### [Schriftliche Aufgabe 1]
Schreibe den Text über Sophie Dorotheas Heirat von „Der Bräutigam galt“ bis einschließlich „eine hoffnungsvollere Perspektive.“ neu und setze dabei „Verlobte“ an die Stelle von „Bräutigam“.
### [Schriftliche Aufgabe 2]
Beantworte anhand des Textes über Sophie Dorotheas Heirat:
(a) Wie alt war Sophie Dorothea, als sie sich gegen die Wahl des Vaters wehrte?
(b) Wie hieß ihre Mutter?
(c) Was gehörte in erster Linie zu den Erwartungen, die in Sophie Dorothea gesetzt wurden?

### [Text des Dokuments]
------------------------------

Der Bräutigam galt als nicht besonders attraktiv und wird zudem als steif, kühl und verschlossen beschrieben – durchaus kein Bewerber nach Sophie Dorotheas Geschmack. Auch ist nirgendwo die Rede davon, dass er seinerseits besonders beeindruckt von ihr gewesen wäre. Aber das waren in der Heiratspolitik des Adels und Hochadels auch keine gängigen Kriterien. Es nützte nichts, dass sich die selbstbewusste Sechzehnjährige heftig gegen die Wahl des Vaters wehrte, darin unterstützt von ihrer Mutter Eleonore, die sie ebenso wenig goutierte. Schließlich war ihre eigene Heirat mit Herzog Georg Wilhelm – eine absolute Ausnahme an europäischen Höfen – tatsächlich eine Liebesheirat gewesen. Sie wünschte deshalb auch ihrer lebenslustigen Tochter eine hoffnungsvollere Perspektive.
Der Widerstand der beiden Frauen erwies sich leider als zwecklos: Der Herzog ließ sich weder von ihren Argumenten noch von ihren Bitten oder ihren Tränen umstimmen, sondern blieb bei seiner Entscheidung, von der zu diesem Zeitpunkt freilich niemand voraussehen konnte, wie verhängnisvoll sie tatsächlich war. Sophie Dorothea blieb nichts anderes übrig, als sich zu fügen. Es spricht für ihren guten Charakter, dass sie trotz allem willens war, die Erwartungen zu erfüllen, die in sie gesetzt wurden. Dazu gehörte in erster Linie, für Nachwuchs zu sorgen.

------------------------------

### [Bereitgestelltes Material]
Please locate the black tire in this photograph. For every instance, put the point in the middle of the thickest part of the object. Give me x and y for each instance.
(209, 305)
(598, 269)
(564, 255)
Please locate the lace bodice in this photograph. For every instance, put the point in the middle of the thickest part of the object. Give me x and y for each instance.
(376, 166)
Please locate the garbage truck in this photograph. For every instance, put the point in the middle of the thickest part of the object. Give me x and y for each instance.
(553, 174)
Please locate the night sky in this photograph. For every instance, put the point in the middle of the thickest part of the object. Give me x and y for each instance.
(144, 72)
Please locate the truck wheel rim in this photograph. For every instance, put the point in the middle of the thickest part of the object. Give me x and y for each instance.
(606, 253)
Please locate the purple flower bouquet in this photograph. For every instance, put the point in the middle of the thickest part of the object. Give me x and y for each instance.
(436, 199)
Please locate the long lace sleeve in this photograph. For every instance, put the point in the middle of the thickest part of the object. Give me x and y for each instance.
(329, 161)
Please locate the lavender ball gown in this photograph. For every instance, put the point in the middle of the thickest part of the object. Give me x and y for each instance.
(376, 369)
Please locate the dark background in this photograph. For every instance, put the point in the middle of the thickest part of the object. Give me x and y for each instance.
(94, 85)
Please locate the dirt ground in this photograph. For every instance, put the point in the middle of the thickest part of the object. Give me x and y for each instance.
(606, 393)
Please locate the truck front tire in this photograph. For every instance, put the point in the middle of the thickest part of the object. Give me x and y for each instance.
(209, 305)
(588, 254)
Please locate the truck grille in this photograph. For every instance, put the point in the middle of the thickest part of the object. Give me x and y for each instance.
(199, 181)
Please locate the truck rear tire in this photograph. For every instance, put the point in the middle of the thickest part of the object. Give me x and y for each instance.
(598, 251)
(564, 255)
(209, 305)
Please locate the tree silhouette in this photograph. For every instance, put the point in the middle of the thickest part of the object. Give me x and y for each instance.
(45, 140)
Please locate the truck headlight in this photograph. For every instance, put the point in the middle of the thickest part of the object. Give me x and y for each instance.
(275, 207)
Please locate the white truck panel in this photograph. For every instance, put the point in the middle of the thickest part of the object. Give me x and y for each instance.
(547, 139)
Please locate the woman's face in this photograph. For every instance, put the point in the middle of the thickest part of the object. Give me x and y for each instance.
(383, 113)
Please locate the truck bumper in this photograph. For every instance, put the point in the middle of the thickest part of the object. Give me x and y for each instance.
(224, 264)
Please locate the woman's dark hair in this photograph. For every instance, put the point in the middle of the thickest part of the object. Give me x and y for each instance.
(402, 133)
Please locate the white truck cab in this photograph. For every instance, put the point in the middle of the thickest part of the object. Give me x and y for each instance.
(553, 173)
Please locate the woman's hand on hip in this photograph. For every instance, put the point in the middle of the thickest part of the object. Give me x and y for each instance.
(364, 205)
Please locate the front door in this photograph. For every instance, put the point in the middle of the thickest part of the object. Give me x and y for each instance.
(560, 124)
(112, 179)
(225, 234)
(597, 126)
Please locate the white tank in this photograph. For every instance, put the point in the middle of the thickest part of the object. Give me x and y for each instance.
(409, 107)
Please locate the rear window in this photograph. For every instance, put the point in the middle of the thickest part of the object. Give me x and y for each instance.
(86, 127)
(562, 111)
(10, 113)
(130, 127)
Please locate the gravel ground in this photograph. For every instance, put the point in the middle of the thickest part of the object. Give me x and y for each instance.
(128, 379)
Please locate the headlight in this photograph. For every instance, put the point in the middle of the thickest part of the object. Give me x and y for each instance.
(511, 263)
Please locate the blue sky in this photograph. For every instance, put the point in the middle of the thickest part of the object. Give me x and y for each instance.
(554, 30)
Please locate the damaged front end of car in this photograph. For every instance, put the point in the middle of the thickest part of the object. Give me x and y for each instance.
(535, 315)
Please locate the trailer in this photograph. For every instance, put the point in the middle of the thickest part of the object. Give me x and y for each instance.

------------------------------

### [Antwort zur Übung 1]
Der Verlobte galt als nicht besonders attraktiv und wird zudem als steif, kühl und verschlossen beschrieben – durchaus kein Bewerber nach Sophie Dorotheas Geschmack. Auch ist nirgendwo die Rede davon, dass er seinerseits besonders beeindruckt von ihr gewesen wäre. Aber das waren in der Heiratspolitik des Adels und Hochadels auch keine gängigen Kriterien. Es nützte nichts, dass sich die selbstbewusste Sechzehnjährige heftig gegen die Wahl des Vaters wehrte, darin unterstützt von ihrer Mutter Eleonore, die sie ebenso wenig goutierte. Schließlich war ihre eigene Heirat mit Herzog Georg Wilhelm – eine absolute Ausnahme an europäischen Höfen – tatsächlich eine Liebesheirat gewesen. Sie wünschte deshalb auch ihrer lebenslustigen Tochter eine hoffnungsvollere Perspektive.

### [Antwort zur Übung 2]
(a) Sie war sechzehn Jahre alt.
(b) Ihre Mutter hieß Eleonore.
(c) Für Nachwuchs zu sorgen.